ACTION ITEM.
Every record must be repeated exactly, with no omission.

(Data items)
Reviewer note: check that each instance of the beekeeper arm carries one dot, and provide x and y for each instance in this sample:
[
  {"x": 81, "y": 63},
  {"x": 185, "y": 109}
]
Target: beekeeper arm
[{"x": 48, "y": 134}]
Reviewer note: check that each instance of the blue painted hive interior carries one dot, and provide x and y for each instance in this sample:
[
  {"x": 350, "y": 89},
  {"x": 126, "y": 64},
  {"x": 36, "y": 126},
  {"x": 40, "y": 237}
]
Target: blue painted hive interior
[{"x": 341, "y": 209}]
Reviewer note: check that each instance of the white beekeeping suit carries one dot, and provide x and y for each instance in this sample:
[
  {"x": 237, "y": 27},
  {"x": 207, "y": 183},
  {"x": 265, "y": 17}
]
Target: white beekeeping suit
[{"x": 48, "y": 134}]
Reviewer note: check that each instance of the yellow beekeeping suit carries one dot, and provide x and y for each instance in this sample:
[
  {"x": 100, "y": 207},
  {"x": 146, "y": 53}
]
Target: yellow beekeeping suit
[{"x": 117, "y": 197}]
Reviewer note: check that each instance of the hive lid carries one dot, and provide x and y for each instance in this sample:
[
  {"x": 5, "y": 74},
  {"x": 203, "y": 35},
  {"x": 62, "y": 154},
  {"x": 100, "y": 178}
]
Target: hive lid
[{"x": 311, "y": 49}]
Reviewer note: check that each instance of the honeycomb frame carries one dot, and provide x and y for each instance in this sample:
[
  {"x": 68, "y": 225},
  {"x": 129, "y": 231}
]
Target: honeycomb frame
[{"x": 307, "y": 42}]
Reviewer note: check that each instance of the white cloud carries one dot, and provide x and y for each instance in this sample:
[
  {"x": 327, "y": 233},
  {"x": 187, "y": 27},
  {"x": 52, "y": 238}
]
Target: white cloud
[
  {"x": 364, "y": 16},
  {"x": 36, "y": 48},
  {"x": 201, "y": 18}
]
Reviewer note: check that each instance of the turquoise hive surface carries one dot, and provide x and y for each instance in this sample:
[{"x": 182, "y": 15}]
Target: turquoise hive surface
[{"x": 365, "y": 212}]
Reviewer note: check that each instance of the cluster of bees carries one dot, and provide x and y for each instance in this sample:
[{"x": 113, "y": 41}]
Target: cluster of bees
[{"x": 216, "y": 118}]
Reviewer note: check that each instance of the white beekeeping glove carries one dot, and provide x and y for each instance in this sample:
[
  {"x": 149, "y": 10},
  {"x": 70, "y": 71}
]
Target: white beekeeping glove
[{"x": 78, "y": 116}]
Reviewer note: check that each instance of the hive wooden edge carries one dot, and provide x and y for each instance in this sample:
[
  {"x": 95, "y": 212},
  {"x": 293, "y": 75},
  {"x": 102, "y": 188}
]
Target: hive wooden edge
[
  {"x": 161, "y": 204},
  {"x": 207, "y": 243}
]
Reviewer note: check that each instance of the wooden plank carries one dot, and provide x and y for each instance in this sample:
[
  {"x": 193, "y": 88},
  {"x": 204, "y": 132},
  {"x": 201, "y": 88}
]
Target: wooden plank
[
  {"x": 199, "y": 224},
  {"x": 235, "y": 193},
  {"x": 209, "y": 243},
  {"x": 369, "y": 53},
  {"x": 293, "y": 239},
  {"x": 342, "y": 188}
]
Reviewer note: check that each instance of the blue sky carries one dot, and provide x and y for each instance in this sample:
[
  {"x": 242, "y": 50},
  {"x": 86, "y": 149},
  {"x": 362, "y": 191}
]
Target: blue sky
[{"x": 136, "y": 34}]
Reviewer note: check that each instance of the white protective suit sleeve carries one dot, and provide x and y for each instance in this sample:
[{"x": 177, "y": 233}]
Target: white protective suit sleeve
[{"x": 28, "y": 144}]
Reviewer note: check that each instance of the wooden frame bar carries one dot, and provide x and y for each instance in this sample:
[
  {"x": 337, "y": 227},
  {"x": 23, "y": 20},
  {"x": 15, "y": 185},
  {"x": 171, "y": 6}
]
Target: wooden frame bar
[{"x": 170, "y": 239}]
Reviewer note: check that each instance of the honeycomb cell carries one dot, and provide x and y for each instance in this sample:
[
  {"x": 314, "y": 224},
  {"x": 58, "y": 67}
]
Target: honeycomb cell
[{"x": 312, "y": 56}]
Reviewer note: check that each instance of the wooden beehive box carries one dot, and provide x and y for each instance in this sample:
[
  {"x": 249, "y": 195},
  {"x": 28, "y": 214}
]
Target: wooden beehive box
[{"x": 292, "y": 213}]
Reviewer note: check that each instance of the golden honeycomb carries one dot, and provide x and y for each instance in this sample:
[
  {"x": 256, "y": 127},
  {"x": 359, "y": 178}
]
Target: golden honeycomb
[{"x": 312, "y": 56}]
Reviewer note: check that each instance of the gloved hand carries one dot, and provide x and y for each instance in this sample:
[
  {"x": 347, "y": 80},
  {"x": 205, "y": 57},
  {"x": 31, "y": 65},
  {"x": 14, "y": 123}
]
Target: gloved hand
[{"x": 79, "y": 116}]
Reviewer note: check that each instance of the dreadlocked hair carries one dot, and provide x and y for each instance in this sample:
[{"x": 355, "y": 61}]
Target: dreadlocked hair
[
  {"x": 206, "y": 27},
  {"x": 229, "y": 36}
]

RESULT.
Reviewer note: check that each instance of the beekeeper arm carries one dot, and provide x and y for each instance in this sample:
[
  {"x": 81, "y": 63},
  {"x": 185, "y": 109}
]
Target: beekeeper arm
[{"x": 48, "y": 134}]
Reviewer note: check that each instance of the blue painted hive interior carries one dot, and provide x and y for each instance in this sample:
[
  {"x": 350, "y": 89},
  {"x": 126, "y": 64},
  {"x": 36, "y": 126},
  {"x": 40, "y": 237}
]
Target: blue painted hive interior
[{"x": 341, "y": 209}]
Reviewer note: check that each instance of the white beekeeping suit carries one dot, and provide x and y for each instance in this sample:
[
  {"x": 237, "y": 27},
  {"x": 207, "y": 183},
  {"x": 265, "y": 17}
]
Target: white beekeeping suit
[{"x": 48, "y": 134}]
Reviewer note: check that each instance of the yellow beekeeping suit carries one dot, and provide x and y for each instance in this sample:
[
  {"x": 100, "y": 207},
  {"x": 146, "y": 53}
]
Target: yellow beekeeping suit
[{"x": 117, "y": 197}]
Reviewer note: check that each instance of the hive lid carries one dot, and provide x and y for each instance in this sample:
[
  {"x": 5, "y": 74},
  {"x": 203, "y": 35},
  {"x": 62, "y": 154},
  {"x": 100, "y": 178}
]
Target: hive lid
[{"x": 311, "y": 49}]
Reviewer note: check that each instance of the honeycomb frame carries one dot, and provide x and y for each instance in this sample:
[
  {"x": 68, "y": 225},
  {"x": 129, "y": 231}
]
Target: honeycomb frame
[{"x": 307, "y": 42}]
Reviewer note: check that each instance of the white cloud carries one dot, and provide x and y for each instance in this sample:
[
  {"x": 327, "y": 233},
  {"x": 187, "y": 27},
  {"x": 52, "y": 238}
]
Target: white cloud
[
  {"x": 364, "y": 16},
  {"x": 36, "y": 48},
  {"x": 201, "y": 18}
]
Reviewer note: check that each instance of the turquoise hive surface carries one dot, and provide x and y for each instance in this sample:
[{"x": 182, "y": 15}]
Target: turquoise hive surface
[{"x": 365, "y": 212}]
Reviewer note: check that each instance of the cluster of bees carries one dot, and provide x and y for each instance in this sample:
[{"x": 113, "y": 41}]
Target: cluster of bees
[{"x": 216, "y": 118}]
Reviewer note: check that each instance of the white beekeeping glove carries one dot, and provide x and y for each instance in this sample:
[
  {"x": 149, "y": 10},
  {"x": 70, "y": 71}
]
Target: white beekeeping glove
[{"x": 78, "y": 116}]
Reviewer note: check that each instance of the hive wooden edge carries one dot, and provide x and y for each instance in this sample:
[
  {"x": 95, "y": 212},
  {"x": 293, "y": 75},
  {"x": 102, "y": 188}
]
Target: hive wooden edge
[
  {"x": 161, "y": 204},
  {"x": 207, "y": 243}
]
Reviewer note: check that each instance of the wooden plank carries one dot, and provide x and y for each instance in this sample:
[
  {"x": 193, "y": 88},
  {"x": 204, "y": 132},
  {"x": 201, "y": 88}
]
Target: wooden plank
[
  {"x": 199, "y": 224},
  {"x": 235, "y": 193},
  {"x": 209, "y": 243},
  {"x": 369, "y": 53},
  {"x": 293, "y": 239},
  {"x": 342, "y": 188}
]
Reviewer note: check that each instance of the blue sky carries one dot, and provide x and y for each instance in this sample:
[
  {"x": 242, "y": 50},
  {"x": 86, "y": 149},
  {"x": 362, "y": 191}
]
Target: blue sky
[{"x": 136, "y": 34}]
Reviewer note: check that each instance of the white protective suit sleeve carries one dot, and provide x and y for each instance in this sample:
[{"x": 177, "y": 233}]
Target: white protective suit sleeve
[{"x": 28, "y": 144}]
Reviewer note: check that each instance of the wooden frame bar carries one dot, and provide x and y for each instance in this sample:
[
  {"x": 337, "y": 227},
  {"x": 23, "y": 20},
  {"x": 15, "y": 185},
  {"x": 171, "y": 6}
]
Target: wooden frame bar
[{"x": 170, "y": 239}]
Reviewer note: check that each instance of the honeycomb cell carries one dot, and provide x and y for each instance in this sample:
[
  {"x": 314, "y": 224},
  {"x": 58, "y": 67}
]
Target: honeycomb cell
[{"x": 312, "y": 56}]
Reviewer note: check that each instance of the wooden beehive box carries one dot, and provide x and y for each instance in this sample:
[
  {"x": 249, "y": 195},
  {"x": 28, "y": 214}
]
Target: wooden beehive box
[{"x": 292, "y": 213}]
Reviewer note: check that each instance of the golden honeycomb carries one dot, and provide x and y for each instance in this sample:
[
  {"x": 256, "y": 127},
  {"x": 359, "y": 178}
]
Target: golden honeycomb
[{"x": 312, "y": 56}]
Reviewer note: check that each instance of the gloved hand carries one dot, and provide x and y for each instance in this sample:
[
  {"x": 347, "y": 80},
  {"x": 205, "y": 57},
  {"x": 31, "y": 65},
  {"x": 14, "y": 123}
]
Target: gloved hand
[{"x": 79, "y": 116}]
Reviewer note: check that each instance of the dreadlocked hair carries one dot, and provide x and y for each instance in this sample:
[{"x": 355, "y": 61}]
Target: dreadlocked hair
[
  {"x": 206, "y": 27},
  {"x": 229, "y": 36}
]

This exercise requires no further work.